Records drawn from a dataset
::::
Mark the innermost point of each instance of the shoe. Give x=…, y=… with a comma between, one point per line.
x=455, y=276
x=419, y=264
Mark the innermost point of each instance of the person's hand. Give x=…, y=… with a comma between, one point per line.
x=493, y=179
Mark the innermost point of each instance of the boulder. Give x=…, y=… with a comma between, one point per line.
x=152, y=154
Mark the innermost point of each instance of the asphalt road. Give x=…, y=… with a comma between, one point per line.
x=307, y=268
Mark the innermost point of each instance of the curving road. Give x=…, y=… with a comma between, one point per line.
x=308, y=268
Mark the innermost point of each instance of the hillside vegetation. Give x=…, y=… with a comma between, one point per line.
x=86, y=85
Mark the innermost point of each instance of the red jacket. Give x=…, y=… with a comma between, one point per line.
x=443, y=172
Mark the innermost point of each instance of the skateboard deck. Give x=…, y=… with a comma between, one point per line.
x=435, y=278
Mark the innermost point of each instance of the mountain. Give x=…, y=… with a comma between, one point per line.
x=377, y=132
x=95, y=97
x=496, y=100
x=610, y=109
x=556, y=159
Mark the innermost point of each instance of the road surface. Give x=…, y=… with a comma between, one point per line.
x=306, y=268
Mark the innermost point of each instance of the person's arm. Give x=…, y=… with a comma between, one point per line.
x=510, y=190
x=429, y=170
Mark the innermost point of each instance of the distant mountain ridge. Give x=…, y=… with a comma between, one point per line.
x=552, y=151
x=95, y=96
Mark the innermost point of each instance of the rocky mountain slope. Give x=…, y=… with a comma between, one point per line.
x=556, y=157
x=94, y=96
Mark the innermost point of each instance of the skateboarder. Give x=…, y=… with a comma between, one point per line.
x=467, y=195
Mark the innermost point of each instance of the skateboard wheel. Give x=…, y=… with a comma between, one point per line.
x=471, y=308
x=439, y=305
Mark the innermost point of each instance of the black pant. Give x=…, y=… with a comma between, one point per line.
::::
WHAT THE TASK REQUIRES:
Each line from the one with "Mark the innermost point of each instance of the skateboarder." through the last line of the records must be written out word for word. Include nothing else.

EXPECTED ANSWER:
Mark the innermost point of each instance of the skateboarder. Give x=…, y=… with a comma between, one point per line.
x=467, y=195
Mark the innermost point of each instance of the skateboard wheel. Give x=…, y=… with a comma between, one point per line.
x=471, y=308
x=439, y=305
Mark the innermost point of each instance of the black pant. Give x=…, y=… with a comma between, one point per line.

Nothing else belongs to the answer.